> [Stated task]
Rename "chimney" to "smokestack" throughout the items, from the line containing "Look at the photo above. For each instance of the brick" down to the line containing "Look at the photo below. For each instance of the gloved", and give those lines again with nothing else changed.

Coordinate labeling data:
<<<<
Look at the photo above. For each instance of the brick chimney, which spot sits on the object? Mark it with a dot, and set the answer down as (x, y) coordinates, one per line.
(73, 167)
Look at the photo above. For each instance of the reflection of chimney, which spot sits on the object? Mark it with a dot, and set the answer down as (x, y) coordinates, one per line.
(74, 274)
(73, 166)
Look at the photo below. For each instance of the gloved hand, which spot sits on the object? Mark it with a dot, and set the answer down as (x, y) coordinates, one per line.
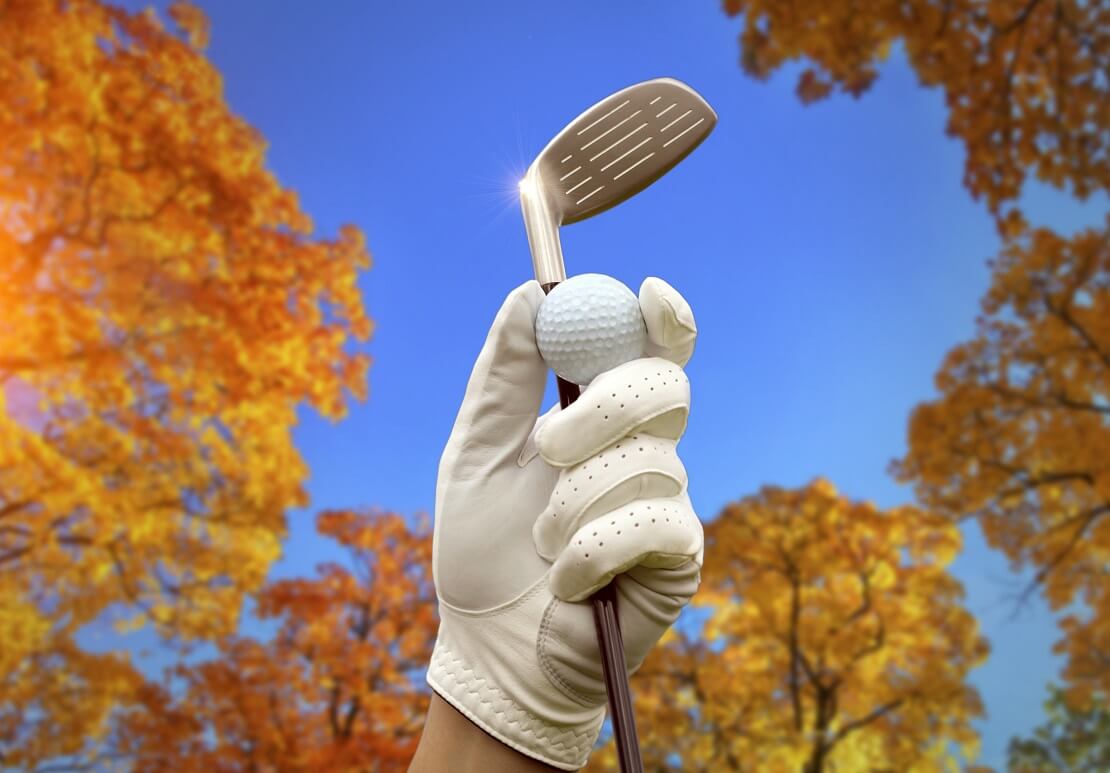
>>>>
<<<<
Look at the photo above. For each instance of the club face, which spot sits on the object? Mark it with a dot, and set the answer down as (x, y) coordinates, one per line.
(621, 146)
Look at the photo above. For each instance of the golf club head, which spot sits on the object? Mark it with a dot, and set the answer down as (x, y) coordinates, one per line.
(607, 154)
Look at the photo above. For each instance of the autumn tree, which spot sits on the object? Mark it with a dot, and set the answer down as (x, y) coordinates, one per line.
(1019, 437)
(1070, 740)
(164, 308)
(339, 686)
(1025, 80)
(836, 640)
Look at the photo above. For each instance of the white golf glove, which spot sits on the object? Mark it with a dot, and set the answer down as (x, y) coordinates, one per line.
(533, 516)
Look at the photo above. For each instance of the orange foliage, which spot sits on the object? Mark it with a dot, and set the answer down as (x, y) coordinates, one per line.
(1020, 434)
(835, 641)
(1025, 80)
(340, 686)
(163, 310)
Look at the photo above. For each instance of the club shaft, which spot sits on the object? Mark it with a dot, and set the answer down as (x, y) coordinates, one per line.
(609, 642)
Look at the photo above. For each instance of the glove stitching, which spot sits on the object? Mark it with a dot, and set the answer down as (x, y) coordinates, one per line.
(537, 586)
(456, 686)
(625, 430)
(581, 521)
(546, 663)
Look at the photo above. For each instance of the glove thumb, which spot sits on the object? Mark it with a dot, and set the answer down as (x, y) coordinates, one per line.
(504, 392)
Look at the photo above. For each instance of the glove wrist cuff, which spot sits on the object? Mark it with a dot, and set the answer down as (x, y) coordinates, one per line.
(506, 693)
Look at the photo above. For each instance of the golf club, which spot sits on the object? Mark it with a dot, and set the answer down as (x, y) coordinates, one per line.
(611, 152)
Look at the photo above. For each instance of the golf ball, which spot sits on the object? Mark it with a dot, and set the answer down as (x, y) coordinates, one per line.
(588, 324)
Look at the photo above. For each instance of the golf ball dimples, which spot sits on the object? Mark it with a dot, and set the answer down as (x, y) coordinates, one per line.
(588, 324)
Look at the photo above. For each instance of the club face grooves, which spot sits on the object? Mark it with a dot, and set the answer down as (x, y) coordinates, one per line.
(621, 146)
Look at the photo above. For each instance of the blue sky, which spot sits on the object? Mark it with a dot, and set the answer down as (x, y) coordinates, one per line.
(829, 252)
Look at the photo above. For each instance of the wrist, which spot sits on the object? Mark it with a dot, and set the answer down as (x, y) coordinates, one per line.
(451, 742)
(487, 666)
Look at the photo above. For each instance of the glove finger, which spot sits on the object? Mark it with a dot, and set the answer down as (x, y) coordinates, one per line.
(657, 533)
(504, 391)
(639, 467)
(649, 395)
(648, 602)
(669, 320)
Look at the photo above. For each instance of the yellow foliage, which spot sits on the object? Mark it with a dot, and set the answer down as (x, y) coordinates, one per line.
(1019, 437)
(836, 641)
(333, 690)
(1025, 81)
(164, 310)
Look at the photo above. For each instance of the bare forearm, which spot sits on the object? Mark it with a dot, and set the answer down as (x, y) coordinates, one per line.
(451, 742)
>>>>
<<<<
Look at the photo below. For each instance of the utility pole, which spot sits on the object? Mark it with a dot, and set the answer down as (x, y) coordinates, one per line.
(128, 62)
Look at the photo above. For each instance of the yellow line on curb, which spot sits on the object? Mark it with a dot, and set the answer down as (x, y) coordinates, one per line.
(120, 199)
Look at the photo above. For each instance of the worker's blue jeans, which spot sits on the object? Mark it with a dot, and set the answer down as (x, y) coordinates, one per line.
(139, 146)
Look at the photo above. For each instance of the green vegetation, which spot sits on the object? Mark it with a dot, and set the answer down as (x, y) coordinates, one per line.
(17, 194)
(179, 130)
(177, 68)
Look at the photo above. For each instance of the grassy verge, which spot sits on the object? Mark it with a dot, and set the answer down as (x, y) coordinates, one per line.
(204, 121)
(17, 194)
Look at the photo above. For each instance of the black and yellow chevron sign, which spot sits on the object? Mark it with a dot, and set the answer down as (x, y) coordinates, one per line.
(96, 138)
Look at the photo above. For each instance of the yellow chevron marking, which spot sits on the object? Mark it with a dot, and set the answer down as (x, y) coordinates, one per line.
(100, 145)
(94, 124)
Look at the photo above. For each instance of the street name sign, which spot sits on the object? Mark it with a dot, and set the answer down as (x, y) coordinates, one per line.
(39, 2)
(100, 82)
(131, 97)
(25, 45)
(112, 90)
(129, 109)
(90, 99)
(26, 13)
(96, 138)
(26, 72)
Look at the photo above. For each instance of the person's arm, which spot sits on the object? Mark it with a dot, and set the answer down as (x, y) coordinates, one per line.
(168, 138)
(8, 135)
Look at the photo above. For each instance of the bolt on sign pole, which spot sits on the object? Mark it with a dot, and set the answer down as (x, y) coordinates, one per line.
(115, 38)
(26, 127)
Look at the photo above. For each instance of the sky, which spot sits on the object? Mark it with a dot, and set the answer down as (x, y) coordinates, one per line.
>>>>
> [The solution]
Look at the photo above. For each instance of the brick smokestack, which spot sits on the object? Mark it with a dot, and set the answer down as (x, y) coordinates, one per line.
(73, 167)
Look at the photo above. For each instance of the reflection of smokestack, which spot sits on the object? Mark it with a dot, and set the answer down as (x, y) coordinates, one per line.
(74, 274)
(73, 166)
Look at the photo below. For each instance of the gloved hand, which spot sits on the object? Mark it with a dot, and set the answer down as (x, y) coordinates, one per line.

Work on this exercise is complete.